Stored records
>> BEGIN
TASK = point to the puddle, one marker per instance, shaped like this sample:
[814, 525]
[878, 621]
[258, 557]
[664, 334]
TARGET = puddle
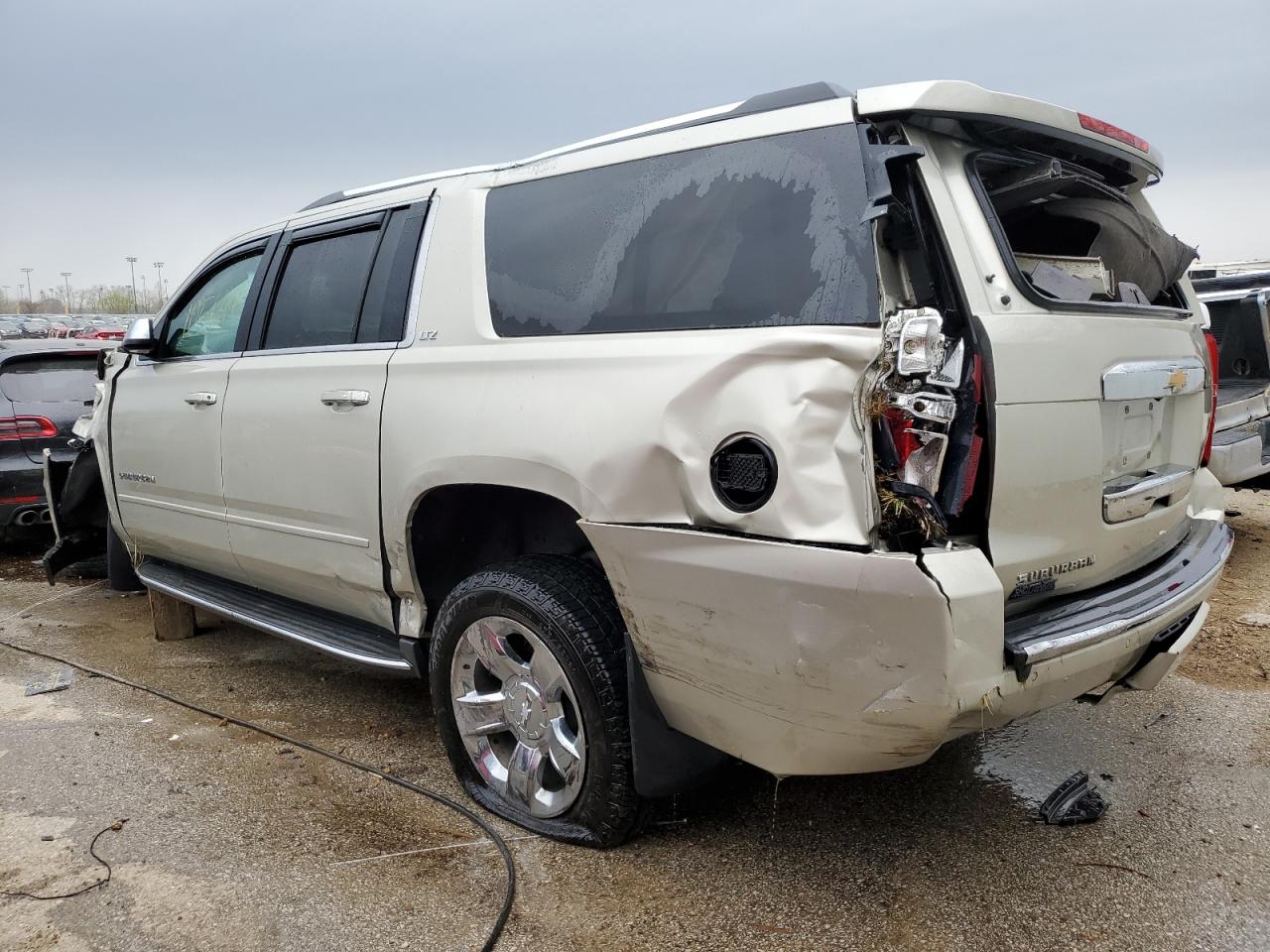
[1032, 757]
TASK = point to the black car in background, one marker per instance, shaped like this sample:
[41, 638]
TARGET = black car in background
[45, 386]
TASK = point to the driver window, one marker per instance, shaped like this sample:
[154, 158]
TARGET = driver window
[208, 321]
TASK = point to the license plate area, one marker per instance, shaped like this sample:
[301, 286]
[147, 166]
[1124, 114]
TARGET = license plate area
[1134, 435]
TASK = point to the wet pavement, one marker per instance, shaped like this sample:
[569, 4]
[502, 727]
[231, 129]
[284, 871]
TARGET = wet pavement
[238, 842]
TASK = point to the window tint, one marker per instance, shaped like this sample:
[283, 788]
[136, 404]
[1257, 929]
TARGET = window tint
[208, 321]
[388, 295]
[320, 291]
[50, 379]
[746, 234]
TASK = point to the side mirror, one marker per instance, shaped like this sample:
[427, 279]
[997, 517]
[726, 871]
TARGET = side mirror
>> END
Short task
Update the lines starting with the one that contains "TASK = point to the license" and running through the last line, putting "dot" in place of "marker" and changing nothing else. Return only those lines.

Right answer
TASK = point to the license plate area, one dot per instance, shaped like this sample:
[301, 286]
[147, 166]
[1124, 114]
TARGET = license plate area
[1134, 435]
TASK = point to the wet pavement, one dot per instance, shaped like this sample:
[569, 4]
[502, 727]
[231, 129]
[284, 871]
TARGET = wet pavement
[238, 842]
TASK = point to the window tint, one dot per instance, shaped like this sample:
[283, 788]
[136, 404]
[1257, 929]
TARGET = window tint
[208, 321]
[388, 295]
[320, 291]
[50, 379]
[746, 234]
TASK = point to the side mirror, one dot per instance, shaped like this sample:
[427, 279]
[997, 517]
[726, 871]
TARGET = side mirror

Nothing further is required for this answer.